Stored data entries
━━━━━━━━━━━━━━━━━━━━

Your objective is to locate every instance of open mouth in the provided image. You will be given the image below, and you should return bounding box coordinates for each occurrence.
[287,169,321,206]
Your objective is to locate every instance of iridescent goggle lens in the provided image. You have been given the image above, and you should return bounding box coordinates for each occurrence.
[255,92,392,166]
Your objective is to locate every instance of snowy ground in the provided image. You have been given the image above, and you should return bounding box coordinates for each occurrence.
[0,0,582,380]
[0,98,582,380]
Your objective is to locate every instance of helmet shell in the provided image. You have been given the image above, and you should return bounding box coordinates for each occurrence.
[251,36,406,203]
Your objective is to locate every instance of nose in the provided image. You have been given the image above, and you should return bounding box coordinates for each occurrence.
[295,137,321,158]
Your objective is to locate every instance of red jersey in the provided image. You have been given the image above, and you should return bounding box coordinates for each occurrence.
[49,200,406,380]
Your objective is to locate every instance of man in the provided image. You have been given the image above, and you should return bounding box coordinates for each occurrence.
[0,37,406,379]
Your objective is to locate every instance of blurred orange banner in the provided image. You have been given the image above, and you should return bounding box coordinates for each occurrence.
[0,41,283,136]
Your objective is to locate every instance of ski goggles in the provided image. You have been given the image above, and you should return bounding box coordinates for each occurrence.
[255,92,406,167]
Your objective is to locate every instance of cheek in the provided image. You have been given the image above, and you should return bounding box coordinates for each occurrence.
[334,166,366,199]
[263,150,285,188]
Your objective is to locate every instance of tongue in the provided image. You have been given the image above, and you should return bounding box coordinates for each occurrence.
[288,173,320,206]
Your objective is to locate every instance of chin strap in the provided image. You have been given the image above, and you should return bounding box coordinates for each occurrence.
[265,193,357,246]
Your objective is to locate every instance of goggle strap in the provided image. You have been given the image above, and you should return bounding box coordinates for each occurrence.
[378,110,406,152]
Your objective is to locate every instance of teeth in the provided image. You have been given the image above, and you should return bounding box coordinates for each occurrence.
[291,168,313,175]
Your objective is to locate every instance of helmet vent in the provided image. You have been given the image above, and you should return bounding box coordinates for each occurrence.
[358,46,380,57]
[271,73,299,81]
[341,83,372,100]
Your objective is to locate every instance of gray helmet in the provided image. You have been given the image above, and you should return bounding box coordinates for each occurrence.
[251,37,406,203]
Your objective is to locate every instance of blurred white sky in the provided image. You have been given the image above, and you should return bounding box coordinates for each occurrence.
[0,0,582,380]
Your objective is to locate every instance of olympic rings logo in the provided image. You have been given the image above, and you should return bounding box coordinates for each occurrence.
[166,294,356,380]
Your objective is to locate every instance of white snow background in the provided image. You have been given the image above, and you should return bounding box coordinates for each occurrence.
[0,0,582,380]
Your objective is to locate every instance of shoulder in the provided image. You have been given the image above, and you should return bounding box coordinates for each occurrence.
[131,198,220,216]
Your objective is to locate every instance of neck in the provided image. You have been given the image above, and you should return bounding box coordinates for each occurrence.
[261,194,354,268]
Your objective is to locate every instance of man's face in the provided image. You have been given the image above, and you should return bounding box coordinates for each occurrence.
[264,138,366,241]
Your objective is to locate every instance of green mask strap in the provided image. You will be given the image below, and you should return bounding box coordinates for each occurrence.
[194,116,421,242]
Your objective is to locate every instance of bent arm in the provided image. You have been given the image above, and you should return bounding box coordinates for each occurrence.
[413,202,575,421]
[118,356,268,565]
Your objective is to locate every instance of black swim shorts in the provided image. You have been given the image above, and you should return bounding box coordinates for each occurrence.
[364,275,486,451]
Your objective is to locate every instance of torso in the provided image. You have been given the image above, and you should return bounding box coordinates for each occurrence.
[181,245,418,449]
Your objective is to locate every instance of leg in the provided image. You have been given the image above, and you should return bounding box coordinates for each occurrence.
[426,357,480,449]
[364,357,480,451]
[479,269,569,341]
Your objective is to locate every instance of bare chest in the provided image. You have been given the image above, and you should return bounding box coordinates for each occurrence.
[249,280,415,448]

━━━━━━━━━━━━━━━━━━━━

* Problem description:
Give back all the records exactly as they stand.

* Solution to this task:
Your objective is to locate every instance of open mouth in the provided image. You will be given the image below, and you should return bounding box coordinates for each occurrence.
[287,169,321,206]
Your objective is to locate every instance of iridescent goggle lens in the provided image. You have been given the image above, and you should return bounding box coordinates for each occurrence.
[255,92,392,166]
Your objective is to locate every instance of snowy ground in the provided image. You have been given the image above, and you should return bounding box coordinates for each occurrence.
[0,0,582,380]
[0,98,582,380]
Your objective is to locate every instance of helmet shell in the provided image. You have been given the image above, and you should return bounding box coordinates for each occurrence.
[251,36,406,203]
Your objective is to locate every instance of nose in the provided image. You have been given the image above, and you should return bounding box coordinates for each occurrence.
[295,137,321,158]
Your objective is to locate every instance of red jersey in the provided image. You have been given the image above, and you should return bounding box coordinates for each occurrence.
[49,200,406,380]
Your objective is to locate every instance of man in the provided image. You have been given the image above, and you should return bounding box coordinates for each occurrence.
[0,37,406,379]
Your objective is to locate every instance of blurred orange banner in the provided image. You have been given the image above, and you should return bounding box coordinates for each occurrence.
[0,41,283,136]
Your objective is to locate every instance of ski goggles in the provided image. You have been given the image above, and you should return bounding box coordinates for each occurrence.
[255,92,406,167]
Your objective is to locate every instance of cheek in the provided image. You have been given the image above, and you should return bounding box coordinates for each occurrence.
[334,166,366,199]
[263,150,285,188]
Your objective is to locate every instance of tongue in the provided image. You have been given the image above, and you should return bounding box coordinates for each occurrence.
[288,173,320,206]
Your objective is to locate every instance of chin strap in the provided image. You have been given the image above, and you should return bounding box coordinates for each occurrence.
[265,193,357,246]
Your objective is to locate every instance of goggle strap in the provided image. You have been given the image above, and you should return bounding box coordinates for each occurrence.
[378,110,406,152]
Your objective is to locate every instance of teeth in the provided image. You have been given the image above, and you should return bounding box coordinates for each occurrence.
[291,168,313,175]
Your objective is to locate every instance of helmet vent in the provided image. You have been given the image above, and you should return bounding box coordinates for each occurrence.
[358,46,380,57]
[271,73,299,81]
[341,83,372,100]
Your objective is to locate every instance of gray helmet in the provided image. You have been given the image above, and you should return bounding box coordinates for each occurrence.
[251,37,406,203]
Your objective is to locate every instance of blurred white sky in the provided image. You have been given the image above, and you should return bounding box coordinates for each occurrence.
[0,0,582,380]
Your objective is to locate every instance of olympic rings logo in the provided image. You have been given the image above, and you should return bounding box coordinates for each occurrence.
[166,294,356,380]
Your objective is to locate every instance of white snow background in the provided image. You have been given the image above, and you should return bounding box coordinates for each occurrence.
[0,0,582,380]
Your objective is to locate every instance of shoulder in the provided image. You have been given the image above, and you should return bounding box coordinates for each occurrence.
[131,198,220,216]
Your objective is to locate every instance of neck in the provided image. You have been given the image above, and you should return bounding box coordinates for each occurrence.
[261,194,354,268]
Your objective is to locate every instance of man's face in the provided image. You have been given the image above, and you should return bounding box coordinates for each occurrence.
[264,138,366,241]
Your objective is to locate every instance of green mask strap in the provided image. You will be given the image below, and you should return bounding box coordinates for each occurrence.
[194,116,421,242]
Your objective is to locate every instance of bent arm in the provided image. You have been given the image above, and you should return bounding box coordinates for each occurrence.
[413,202,575,421]
[118,356,268,565]
Your objective is to locate every instance of black swim shorts in the provided image. You have been given the image above, and you should return bounding box coordinates for each occurrence.
[364,275,486,451]
Your objective is to locate every instance of torso in the provided image. You have been given the image above, and you should return bounding box coordinates for each occurrence.
[181,245,418,449]
Your objective is to locate every instance of leg in the provided image. You have been given the image above, and you should return bounding box coordinates for each occurrence.
[426,357,480,449]
[364,357,480,451]
[479,269,569,341]
Your objective is to locate every instance of bare chest in the provided image. You have been given the image above, and you should return bounding box coordinates for each occurrence.
[249,280,415,448]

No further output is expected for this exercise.